_TASK INSTRUCTIONS_
1. In the passage on Corrado Segre, for whom was Segre a stand-in when he taught projective geometry from 1885 to 1888?
2. From the passage on Corrado Segre, return the part that opens with the words containing "Italian mathematician (1863–1924)" and closes with "of algebraic geometry.".
3. Resume the passage on Corrado Segre, writing on from the point where it stops.

_TEXT FOR ANALYSIS_

__________________________________________________

Italian mathematician (1863–1924)

Corrado Segre (20 August 1863 – 18 May 1924) was an Italian mathematician who is remembered today as a major contributor to the early development of algebraic geometry.

== Early life ==
Corrado's parents were Abramo Segre and Estella De Benedetti.

== Career ==
Segre developed his entire career at the University of Turin, first as a student of Enrico D'Ovidio. In 1883 he published a dissertation on quadrics in projective space and was named an assistant to professors in algebra and analytic geometry. In 1885 he also assisted in descriptive geometry. He began to instruct in projective geometry, as a stand-in for Giuseppe Bruno, from 1885 to 1888. Then for 36 years, he had the chair in higher geometry following D'Ovidio. Segre and Giuseppe Peano made Turin known in geometry, and their complementary instruction has been noted as follows:

"in the mid 1880s, these two very young researchers, Segre and Peano, both of them only just past twenty and both working at the University of Turin, were developing very advanced points of view on fundamental geometrical issues. Although their positions were quite different from one another, they were in some way more complementary than opposed. So it must come as no surprise that Turin was the cradle of some of the most interesting studies on such issues."

__________________________________________________

_RAW DATA_

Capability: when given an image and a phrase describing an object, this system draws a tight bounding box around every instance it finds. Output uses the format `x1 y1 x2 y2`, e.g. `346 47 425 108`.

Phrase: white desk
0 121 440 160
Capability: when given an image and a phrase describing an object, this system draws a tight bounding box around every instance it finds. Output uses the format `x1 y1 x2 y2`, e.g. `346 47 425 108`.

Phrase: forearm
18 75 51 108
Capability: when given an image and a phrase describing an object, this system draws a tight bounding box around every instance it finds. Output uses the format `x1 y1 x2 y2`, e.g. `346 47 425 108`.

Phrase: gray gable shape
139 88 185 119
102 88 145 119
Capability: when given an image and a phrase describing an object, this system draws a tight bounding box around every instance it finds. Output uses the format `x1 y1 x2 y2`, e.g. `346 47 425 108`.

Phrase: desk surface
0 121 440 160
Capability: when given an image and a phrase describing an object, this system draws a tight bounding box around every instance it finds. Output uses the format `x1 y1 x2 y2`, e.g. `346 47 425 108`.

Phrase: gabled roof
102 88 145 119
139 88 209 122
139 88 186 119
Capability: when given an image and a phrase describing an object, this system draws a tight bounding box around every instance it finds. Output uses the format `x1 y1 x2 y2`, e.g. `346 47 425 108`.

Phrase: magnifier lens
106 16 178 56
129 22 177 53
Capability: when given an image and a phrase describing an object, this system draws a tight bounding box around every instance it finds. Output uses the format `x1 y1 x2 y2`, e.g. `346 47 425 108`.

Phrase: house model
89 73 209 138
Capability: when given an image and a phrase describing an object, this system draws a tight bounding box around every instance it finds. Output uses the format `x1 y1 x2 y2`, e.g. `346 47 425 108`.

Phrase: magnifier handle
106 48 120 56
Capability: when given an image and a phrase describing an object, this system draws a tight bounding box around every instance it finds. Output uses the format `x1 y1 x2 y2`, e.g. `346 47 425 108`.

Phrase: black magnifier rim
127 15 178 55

__________________________________________________

_ANSWERS TO THE PROBLEMS_
1. Giuseppe Bruno

2.
Italian mathematician (1863–1924)

Corrado Segre (20 August 1863 – 18 May 1924) was an Italian mathematician who is remembered today as a major contributor to the early development of algebraic geometry.

3.
The Erlangen program of Felix Klein appealed early on to Segre, and he became a promulgator. First, in 1885 he published an article on conics in the plane where he demonstrated how group theory facilitated the study. As Hawkins says (page 252) "the totality of all conics in the plane is identified with P^{5}(C)". The group of its projectivities is then the group that permutes conics. About Segre, Hawkins writes

"shortly after he assumed the chair of projective geometry in Turin in 1888, he decided it would be worthwhile to have an Italian translation of the Erlangen Program because he felt its contents were not well enough known among young Italian geometers. ... Segre convinced one of the students at Turin, Gino Fano, to make a translation which was published in Annali di Matematica Pura ed Applicata in 1889. Fano's translation thus became the first of many translations of the Erlangen Program."

The inspiring Geometrie der Lage (1847) of Karl Georg Christian von Staudt provided Segre with another project. He encouraged Mario Pieri to make a translation, Geometria di Posizione (1889), while Segre composed a biographical sketch of von Staudt that was included in the publication.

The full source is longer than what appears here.